[Image-grounded pointing data]
- Opening Delimiter -

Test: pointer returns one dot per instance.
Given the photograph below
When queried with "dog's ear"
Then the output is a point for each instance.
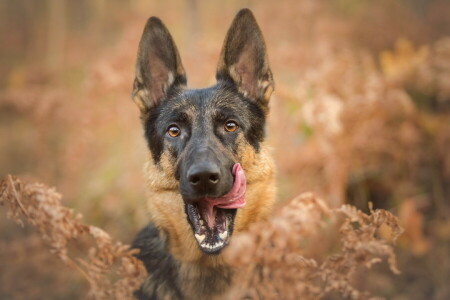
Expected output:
(244, 59)
(158, 66)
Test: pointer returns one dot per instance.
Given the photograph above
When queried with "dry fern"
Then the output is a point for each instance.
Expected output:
(273, 259)
(58, 225)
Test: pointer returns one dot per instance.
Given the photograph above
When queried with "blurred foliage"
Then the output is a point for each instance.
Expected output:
(361, 113)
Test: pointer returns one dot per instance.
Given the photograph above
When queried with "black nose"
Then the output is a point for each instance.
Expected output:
(204, 176)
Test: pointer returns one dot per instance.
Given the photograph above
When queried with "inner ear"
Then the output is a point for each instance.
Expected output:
(158, 66)
(243, 59)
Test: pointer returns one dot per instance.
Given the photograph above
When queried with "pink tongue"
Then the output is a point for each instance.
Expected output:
(233, 199)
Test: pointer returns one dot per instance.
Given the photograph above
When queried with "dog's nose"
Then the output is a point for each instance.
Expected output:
(204, 176)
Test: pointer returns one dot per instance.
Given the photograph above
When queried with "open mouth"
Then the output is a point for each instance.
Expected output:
(212, 219)
(211, 239)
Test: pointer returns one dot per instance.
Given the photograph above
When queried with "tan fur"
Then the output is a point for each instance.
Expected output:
(166, 207)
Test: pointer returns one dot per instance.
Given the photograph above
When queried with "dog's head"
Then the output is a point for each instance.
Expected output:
(201, 132)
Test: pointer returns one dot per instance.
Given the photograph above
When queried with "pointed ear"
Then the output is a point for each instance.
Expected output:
(158, 66)
(244, 59)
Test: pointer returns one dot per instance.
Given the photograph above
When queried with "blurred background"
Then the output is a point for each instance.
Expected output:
(361, 113)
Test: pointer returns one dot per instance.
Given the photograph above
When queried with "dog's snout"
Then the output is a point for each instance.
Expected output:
(204, 176)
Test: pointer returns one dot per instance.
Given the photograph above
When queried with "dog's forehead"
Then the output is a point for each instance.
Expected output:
(205, 102)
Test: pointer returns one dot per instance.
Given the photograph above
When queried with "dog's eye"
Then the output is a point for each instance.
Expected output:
(173, 131)
(231, 126)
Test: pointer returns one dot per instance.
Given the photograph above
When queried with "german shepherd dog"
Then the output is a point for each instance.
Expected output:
(209, 171)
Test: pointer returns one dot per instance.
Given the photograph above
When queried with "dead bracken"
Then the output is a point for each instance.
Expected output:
(285, 257)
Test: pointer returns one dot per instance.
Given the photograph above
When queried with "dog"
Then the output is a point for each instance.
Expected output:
(210, 173)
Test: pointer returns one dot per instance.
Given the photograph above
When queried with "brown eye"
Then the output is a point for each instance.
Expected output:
(231, 126)
(173, 131)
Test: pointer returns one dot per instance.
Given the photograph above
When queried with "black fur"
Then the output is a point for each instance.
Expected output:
(244, 84)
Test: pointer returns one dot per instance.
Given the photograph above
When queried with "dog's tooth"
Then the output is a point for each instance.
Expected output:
(223, 235)
(200, 237)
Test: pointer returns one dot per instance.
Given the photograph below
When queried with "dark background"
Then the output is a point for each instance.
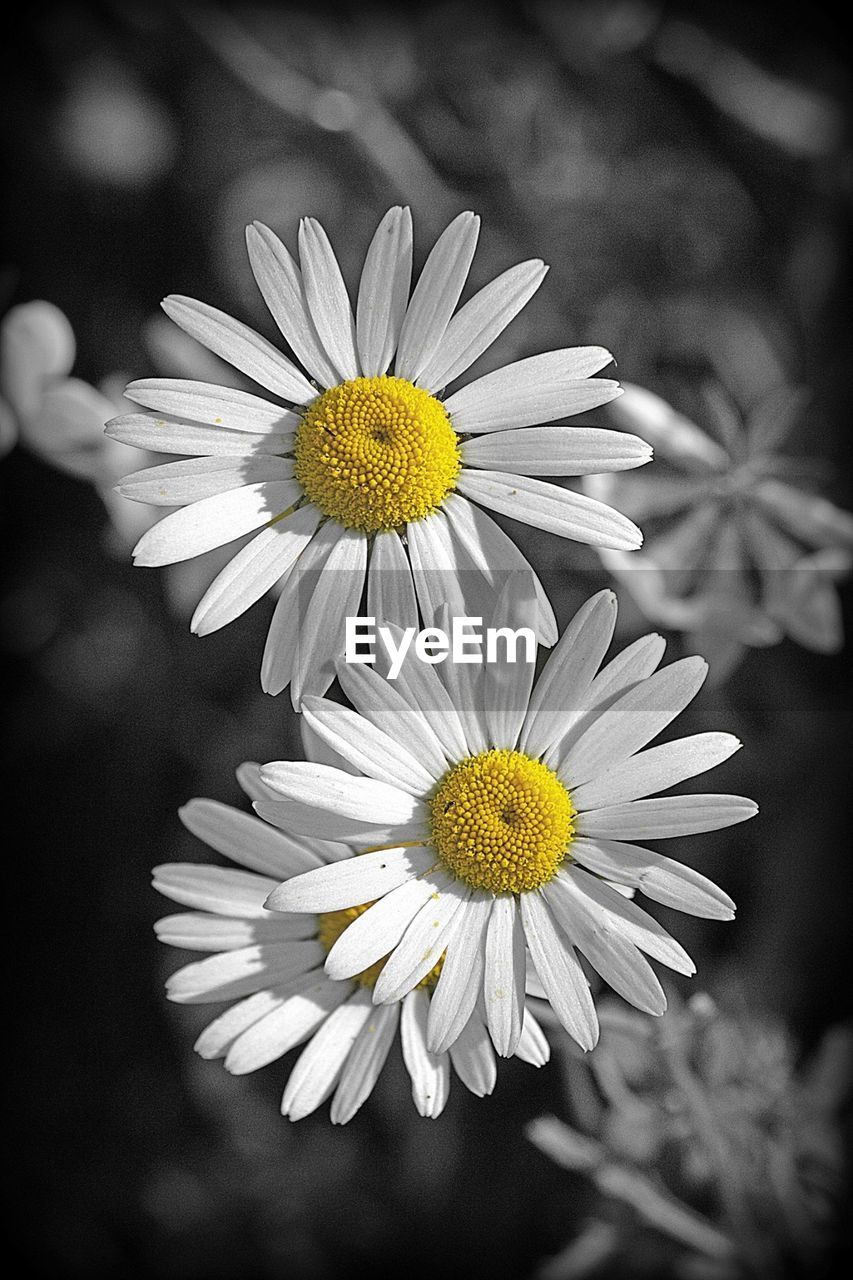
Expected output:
(689, 234)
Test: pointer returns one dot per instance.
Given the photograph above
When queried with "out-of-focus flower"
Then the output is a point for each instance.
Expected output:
(364, 456)
(703, 1129)
(737, 552)
(491, 816)
(270, 965)
(113, 129)
(58, 417)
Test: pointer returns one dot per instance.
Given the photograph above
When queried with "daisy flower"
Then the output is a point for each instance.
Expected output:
(270, 967)
(739, 551)
(491, 816)
(360, 470)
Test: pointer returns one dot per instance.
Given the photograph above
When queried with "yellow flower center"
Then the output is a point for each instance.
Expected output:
(502, 822)
(332, 926)
(375, 453)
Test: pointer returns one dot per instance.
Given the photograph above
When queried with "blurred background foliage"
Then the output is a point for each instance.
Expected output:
(685, 170)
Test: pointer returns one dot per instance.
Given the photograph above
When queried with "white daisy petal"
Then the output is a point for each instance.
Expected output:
(383, 291)
(429, 1072)
(612, 909)
(480, 321)
(634, 663)
(507, 682)
(536, 389)
(434, 568)
(633, 721)
(336, 597)
(370, 749)
(336, 791)
(673, 435)
(241, 347)
(383, 704)
(199, 931)
(305, 1008)
(306, 819)
(505, 974)
(320, 1063)
(249, 777)
(174, 484)
(318, 750)
(465, 682)
(547, 506)
(436, 295)
(281, 283)
(162, 435)
(351, 881)
(240, 973)
(254, 571)
(612, 955)
(214, 521)
(422, 688)
(665, 817)
(283, 635)
(222, 1032)
(220, 890)
(391, 589)
(658, 877)
(533, 1047)
(556, 451)
(656, 769)
(378, 931)
(473, 1059)
(327, 298)
(211, 406)
(365, 1063)
(423, 942)
(461, 978)
(495, 552)
(246, 840)
(806, 515)
(560, 973)
(568, 673)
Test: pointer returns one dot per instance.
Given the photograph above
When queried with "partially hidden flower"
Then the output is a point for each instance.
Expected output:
(269, 965)
(495, 822)
(360, 471)
(739, 549)
(56, 416)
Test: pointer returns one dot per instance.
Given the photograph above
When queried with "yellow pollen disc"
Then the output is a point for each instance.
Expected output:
(332, 926)
(502, 822)
(375, 453)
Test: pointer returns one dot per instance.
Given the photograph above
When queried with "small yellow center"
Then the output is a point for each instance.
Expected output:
(502, 822)
(332, 926)
(375, 453)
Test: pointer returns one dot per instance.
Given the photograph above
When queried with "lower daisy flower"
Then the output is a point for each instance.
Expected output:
(365, 471)
(495, 824)
(270, 965)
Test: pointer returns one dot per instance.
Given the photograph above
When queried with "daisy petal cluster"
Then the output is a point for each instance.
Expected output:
(270, 968)
(359, 464)
(739, 551)
(495, 824)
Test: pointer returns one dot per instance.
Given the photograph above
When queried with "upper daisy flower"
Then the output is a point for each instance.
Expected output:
(361, 470)
(270, 967)
(492, 818)
(738, 553)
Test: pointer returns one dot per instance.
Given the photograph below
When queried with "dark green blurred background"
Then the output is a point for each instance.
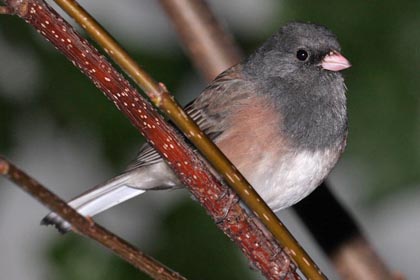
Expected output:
(57, 126)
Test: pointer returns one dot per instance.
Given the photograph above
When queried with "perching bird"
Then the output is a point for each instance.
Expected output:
(280, 116)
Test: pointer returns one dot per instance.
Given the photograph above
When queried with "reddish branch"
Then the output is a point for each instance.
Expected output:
(87, 226)
(212, 50)
(218, 200)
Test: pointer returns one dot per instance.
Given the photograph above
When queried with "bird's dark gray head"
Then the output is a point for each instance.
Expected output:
(296, 48)
(297, 68)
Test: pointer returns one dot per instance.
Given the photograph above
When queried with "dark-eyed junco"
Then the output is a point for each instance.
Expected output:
(279, 116)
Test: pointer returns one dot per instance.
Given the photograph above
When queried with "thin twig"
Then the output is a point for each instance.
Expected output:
(218, 200)
(198, 28)
(163, 100)
(86, 226)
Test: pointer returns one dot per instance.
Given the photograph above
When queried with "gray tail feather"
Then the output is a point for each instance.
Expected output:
(95, 201)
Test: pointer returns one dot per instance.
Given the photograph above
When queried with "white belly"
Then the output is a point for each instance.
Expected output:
(288, 180)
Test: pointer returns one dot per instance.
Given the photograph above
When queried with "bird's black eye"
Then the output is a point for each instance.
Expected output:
(302, 55)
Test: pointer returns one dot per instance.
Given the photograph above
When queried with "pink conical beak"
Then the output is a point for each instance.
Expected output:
(334, 61)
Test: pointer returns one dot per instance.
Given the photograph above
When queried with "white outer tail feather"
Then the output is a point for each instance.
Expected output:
(95, 201)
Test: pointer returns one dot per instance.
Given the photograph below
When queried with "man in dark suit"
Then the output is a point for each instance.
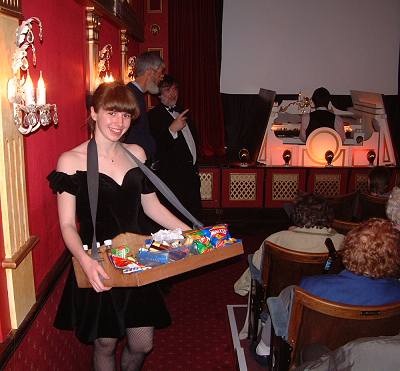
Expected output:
(149, 71)
(321, 117)
(175, 137)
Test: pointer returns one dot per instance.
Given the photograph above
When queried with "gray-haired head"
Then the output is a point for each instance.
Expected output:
(146, 61)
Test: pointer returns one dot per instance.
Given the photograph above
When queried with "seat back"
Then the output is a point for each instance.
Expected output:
(283, 267)
(343, 226)
(372, 206)
(345, 206)
(315, 320)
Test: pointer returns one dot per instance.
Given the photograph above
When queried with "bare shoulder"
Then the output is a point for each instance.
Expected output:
(136, 151)
(75, 159)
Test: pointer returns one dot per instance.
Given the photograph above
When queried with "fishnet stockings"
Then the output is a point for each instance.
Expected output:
(104, 354)
(139, 342)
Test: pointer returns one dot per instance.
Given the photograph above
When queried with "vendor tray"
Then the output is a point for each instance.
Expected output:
(134, 242)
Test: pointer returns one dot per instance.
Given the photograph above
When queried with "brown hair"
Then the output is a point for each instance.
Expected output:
(393, 206)
(372, 249)
(113, 96)
(312, 210)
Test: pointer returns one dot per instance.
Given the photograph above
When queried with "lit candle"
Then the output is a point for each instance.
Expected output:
(29, 91)
(11, 90)
(41, 91)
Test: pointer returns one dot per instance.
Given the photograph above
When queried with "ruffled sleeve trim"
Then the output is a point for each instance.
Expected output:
(61, 182)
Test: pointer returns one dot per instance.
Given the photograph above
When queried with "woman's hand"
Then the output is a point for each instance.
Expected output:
(95, 273)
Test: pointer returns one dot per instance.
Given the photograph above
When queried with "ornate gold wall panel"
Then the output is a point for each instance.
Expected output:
(361, 182)
(92, 38)
(243, 186)
(20, 281)
(206, 185)
(284, 186)
(327, 185)
(124, 40)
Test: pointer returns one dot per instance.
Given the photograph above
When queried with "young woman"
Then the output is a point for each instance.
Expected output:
(102, 315)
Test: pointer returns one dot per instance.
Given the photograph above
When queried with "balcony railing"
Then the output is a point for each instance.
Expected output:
(119, 12)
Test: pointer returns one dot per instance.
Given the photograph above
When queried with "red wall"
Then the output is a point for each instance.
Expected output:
(109, 34)
(61, 58)
(159, 40)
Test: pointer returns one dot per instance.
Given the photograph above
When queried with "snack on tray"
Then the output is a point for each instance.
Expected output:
(208, 238)
(120, 251)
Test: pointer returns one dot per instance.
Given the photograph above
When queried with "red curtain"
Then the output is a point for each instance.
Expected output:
(194, 59)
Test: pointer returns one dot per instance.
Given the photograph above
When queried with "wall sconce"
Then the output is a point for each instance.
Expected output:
(28, 114)
(244, 157)
(287, 156)
(155, 29)
(371, 155)
(131, 68)
(104, 72)
(329, 157)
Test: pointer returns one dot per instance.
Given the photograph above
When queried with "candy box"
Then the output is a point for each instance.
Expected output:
(135, 242)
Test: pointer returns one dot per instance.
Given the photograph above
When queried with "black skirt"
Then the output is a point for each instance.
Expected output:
(108, 314)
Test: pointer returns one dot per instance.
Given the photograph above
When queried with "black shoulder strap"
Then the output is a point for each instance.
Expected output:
(92, 174)
(163, 188)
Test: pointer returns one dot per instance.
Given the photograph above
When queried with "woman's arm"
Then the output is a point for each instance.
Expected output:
(160, 214)
(66, 215)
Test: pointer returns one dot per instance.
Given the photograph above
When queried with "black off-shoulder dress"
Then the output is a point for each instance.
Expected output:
(95, 315)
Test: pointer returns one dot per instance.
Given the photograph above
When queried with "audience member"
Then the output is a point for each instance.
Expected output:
(149, 70)
(312, 218)
(321, 117)
(175, 137)
(393, 207)
(378, 181)
(371, 257)
(373, 353)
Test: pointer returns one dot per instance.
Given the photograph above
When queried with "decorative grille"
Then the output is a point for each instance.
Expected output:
(361, 182)
(242, 186)
(284, 186)
(327, 185)
(206, 185)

- Closing Delimiter -

*To do*
Please copy every line of the records above in which "black" appears.

*Solved problem*
When queried with "black nose"
When queried with "black fur"
When queried with "bird's black eye"
When queried with "black skirt"
When queried with "black shoulder strap"
When queried with "black off-shoulder dress"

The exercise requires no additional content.